GOAL OF THE EXERCISE
Take the line that contains "Can you find the gray" as the first line and the last line of the material below as the final one; reproduce exactly the lines between, inclusive.

Start DATASET RECORDS

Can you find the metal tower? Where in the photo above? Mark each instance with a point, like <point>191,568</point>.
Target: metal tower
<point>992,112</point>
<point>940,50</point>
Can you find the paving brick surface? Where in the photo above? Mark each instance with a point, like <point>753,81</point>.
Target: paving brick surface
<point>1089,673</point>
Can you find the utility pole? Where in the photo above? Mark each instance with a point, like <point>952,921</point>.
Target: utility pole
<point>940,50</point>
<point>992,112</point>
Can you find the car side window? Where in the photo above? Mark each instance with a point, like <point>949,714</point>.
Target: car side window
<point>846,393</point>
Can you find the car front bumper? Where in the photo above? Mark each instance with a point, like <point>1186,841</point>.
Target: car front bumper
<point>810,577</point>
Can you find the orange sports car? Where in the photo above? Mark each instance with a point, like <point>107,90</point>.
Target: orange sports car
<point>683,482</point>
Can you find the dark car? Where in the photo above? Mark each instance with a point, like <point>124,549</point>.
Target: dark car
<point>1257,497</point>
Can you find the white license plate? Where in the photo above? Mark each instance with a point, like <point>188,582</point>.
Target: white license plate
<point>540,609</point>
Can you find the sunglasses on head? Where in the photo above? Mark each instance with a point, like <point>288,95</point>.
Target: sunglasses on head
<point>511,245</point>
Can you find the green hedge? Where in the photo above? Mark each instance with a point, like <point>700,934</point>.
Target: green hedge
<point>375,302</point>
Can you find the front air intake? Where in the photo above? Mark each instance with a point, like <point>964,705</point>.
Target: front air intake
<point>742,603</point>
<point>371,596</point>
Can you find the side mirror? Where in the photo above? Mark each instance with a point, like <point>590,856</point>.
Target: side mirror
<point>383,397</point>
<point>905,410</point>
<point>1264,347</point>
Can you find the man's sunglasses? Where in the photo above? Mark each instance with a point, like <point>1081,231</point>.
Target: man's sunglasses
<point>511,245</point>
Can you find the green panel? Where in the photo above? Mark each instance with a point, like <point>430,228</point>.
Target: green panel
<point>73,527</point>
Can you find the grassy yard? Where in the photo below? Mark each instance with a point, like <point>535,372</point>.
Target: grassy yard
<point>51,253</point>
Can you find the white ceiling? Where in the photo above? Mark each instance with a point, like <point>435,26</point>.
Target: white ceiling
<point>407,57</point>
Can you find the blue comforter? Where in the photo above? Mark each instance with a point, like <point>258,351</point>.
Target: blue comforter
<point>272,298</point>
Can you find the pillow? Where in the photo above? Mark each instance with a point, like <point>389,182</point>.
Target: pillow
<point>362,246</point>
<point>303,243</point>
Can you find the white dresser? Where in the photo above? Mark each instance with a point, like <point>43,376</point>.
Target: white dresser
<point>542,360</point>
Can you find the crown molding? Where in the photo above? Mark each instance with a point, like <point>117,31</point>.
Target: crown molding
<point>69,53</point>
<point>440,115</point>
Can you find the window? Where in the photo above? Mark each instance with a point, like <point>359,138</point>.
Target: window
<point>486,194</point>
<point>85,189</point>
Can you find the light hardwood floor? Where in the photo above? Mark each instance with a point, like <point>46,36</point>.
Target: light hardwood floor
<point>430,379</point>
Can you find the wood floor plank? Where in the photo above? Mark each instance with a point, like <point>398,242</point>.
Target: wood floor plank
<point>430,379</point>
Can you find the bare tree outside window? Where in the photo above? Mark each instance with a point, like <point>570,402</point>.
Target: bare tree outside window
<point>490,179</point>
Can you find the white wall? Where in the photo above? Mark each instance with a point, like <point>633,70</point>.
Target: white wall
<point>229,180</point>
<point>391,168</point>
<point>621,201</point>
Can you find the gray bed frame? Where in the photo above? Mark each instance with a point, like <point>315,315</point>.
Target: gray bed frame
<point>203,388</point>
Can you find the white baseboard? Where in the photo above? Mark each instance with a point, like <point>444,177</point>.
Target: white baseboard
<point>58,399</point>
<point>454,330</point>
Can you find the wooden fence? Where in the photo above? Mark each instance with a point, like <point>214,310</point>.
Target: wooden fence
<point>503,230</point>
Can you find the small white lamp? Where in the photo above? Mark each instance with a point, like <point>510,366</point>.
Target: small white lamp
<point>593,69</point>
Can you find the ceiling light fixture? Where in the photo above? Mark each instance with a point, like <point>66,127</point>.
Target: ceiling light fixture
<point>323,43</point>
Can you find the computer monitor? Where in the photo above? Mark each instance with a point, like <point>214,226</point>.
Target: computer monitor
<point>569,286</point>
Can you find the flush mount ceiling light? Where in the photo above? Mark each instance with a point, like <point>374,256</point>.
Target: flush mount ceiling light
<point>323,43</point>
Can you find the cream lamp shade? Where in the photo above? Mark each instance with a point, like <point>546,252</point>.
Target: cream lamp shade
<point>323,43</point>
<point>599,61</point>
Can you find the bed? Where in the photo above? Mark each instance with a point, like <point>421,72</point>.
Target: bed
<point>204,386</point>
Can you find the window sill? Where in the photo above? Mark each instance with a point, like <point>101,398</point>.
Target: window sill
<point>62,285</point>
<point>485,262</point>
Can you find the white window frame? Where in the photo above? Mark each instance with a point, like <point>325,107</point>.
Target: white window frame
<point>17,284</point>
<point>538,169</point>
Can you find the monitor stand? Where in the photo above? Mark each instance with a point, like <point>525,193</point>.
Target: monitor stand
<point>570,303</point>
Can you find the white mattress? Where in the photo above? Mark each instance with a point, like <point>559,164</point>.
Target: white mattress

End DATASET RECORDS

THE RESULT
Can you find the gray bed frame? Where in the photo above? Mark each instance with a point, like <point>315,315</point>.
Target: gray bed frame
<point>203,388</point>
Can you find the white baseboard? Where in the photo above? Mark each instance with a point, like <point>444,177</point>.
Target: white baseboard
<point>58,399</point>
<point>454,330</point>
Can you find the wooden fence? Where in the photo above? Mark each instance with a point, like <point>214,310</point>.
Target: wooden fence
<point>503,230</point>
Can you find the small white lamp? Where in the photo above? Mark each instance with a point, like <point>510,366</point>.
Target: small white lamp
<point>593,69</point>
Can you find the ceiling light fixture? Where in the photo above? Mark each instance with a point, like <point>66,127</point>.
Target: ceiling light fixture
<point>323,43</point>
Can you find the computer monitor? Where in the photo above? Mark each instance with a point, like <point>214,226</point>.
Target: computer monitor
<point>569,286</point>
Can you find the flush mount ceiling light? Where in the photo above? Mark each instance with a point, like <point>374,256</point>.
Target: flush mount ceiling light
<point>323,43</point>
Can you find the cream lamp shade? Where in the photo above? Mark each instance with a point, like <point>546,252</point>.
Target: cream lamp shade
<point>323,43</point>
<point>599,61</point>
Can you find the bed? Where in the photo above? Mark each instance with a point, like <point>421,72</point>.
Target: bed
<point>204,386</point>
Can you find the window sill? Where in the photo above? Mark each instance with a point, like <point>101,398</point>.
Target: window sill
<point>62,285</point>
<point>485,262</point>
Can you find the white window frame? Where in the photo above? Mark each instance with a point, like <point>325,107</point>.
Target: white window frame
<point>17,284</point>
<point>538,169</point>
Can you find the monitor stand? Where in the photo above? Mark each instance with a point, like <point>525,193</point>.
Target: monitor stand
<point>570,303</point>
Can you find the white mattress? Where in the photo above? Mark each instance with a point, like <point>559,164</point>.
Target: white mattress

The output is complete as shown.